* start DOCUMENT SEGMENT *

Cuba in the Name of Deception

By Maykel Paneque

In one of the UMAP labor camps.

HAVANA TIMES —I don’t recall when I began to distrust the Cuban government. It may have been a Saturday near the end of the 90s, during a hot month like August, when I first heard about a series of forced labor camps that existed in Cuba, known as the UMAP.

At that age, misinformed by the press here (or lack thereof), I had believed those infernos had existed only in Nazi Germany or Stalin’s Russia, that they were unthinkable on an island that had undertaken a socialist revolution to dignify the people.

I do however recall when I lost all confidence in and respect for the policies traced by the government. After a long wait, some ten years ago, this government finally raised worker salaries. I can still recall the faces of many, satisfied they’d be earning 20 or 30 extra pesos, as if it was yesterday – as though such a raise represented any significant change in their real purchasing power.

The following month, some subsidized products offered through the ration booklet would go up in price. When you think about it, the raise was actually a way of leaving the salary as it was, as those 20 or 30 pesos had to be spent in products that cost less before. It was a master move by the Cuban government, if you wish, but it is nonetheless deceitful.

The 7th Congress of the Cuban Communist Party.

Now, after Obama’s visit, those who took part in the 7th Congress of the Cuban Communist Party say they discovered that Cubans need salaries that afford them purchasing power. How many decades did we have to wait for this realization? What money did the previous Congress participants and the Cuban government think workers had to buy things with? Have these “deep-thinking” leaders only now come to the realization that wages aren’t enough (and haven’t been so for nearly 30 years) even to buy rice and beans for a month? How do they think we average Cubans have managed to get by for so long, if not through corruption and the “crime” of roughing it to put food on the table?

* end DOCUMENT SEGMENT *

**TASKS FOR THIS EXERCISE:**
1. In the essay on Cuban government deception, how many extra pesos did workers expect to earn from the salary raise some ten years ago?
2. Extend the essay on Cuban government deception, picking up after its final sentence.
The material after this point has no connection to the essay on Cuban government deception.

* start DATA SEGMENT *

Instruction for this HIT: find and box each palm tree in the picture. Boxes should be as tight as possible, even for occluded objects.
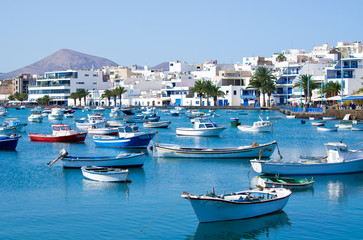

* end DATA SEGMENT *

**EXERCISE RESPONSES:**
1. 20 or 30 extra pesos.

2.
One of the agreements reached during the 7th Congress was lowering the price of some products by 20%. So that we have a true sense of the magnitude of this “benefit,” suffice it to note that a 10 kg box of chicken cuts costs 17 Cuban Convertible Pesos, the equivalent of 425 Cuban pesos, a sum well above the full monthly wages of 90% of workers (which is around 365 pesos). If that worker wanted to eat chicken the entire month, he would not have enough to buy it with, not to mention the fact that he’d have to eat that chicken raw and without any kind of seasoning.

A box of 15 kilos of chicken for 600 pesos.

It’s hard to persuade a country’s citizens with hypocrisy, speeches that are out of touch with reality and hackneyed slogans. Saying that the revolution continues is one thing, defending it with conviction and faith is quite another. Disingenuousness and double standards have doubled Cuba’s population from 12 to 24 million, as can be easily demonstrated any May 1st.

I recall a saying that captures our ability to adapt to a country where the government believes it is smarter than the average fellow: “the State pretends to pay us and we pretend to work.” It’s hard to believe this popular saying, which I’ve been hearing for centuries, never reached the ears of those “chosen” to take part in the Party Congress and the country’s leaders. To believe that the Cuban people live in a bubble, as they did in the 80s, is to be far too naïve. Pretending and being loyal are two very different things.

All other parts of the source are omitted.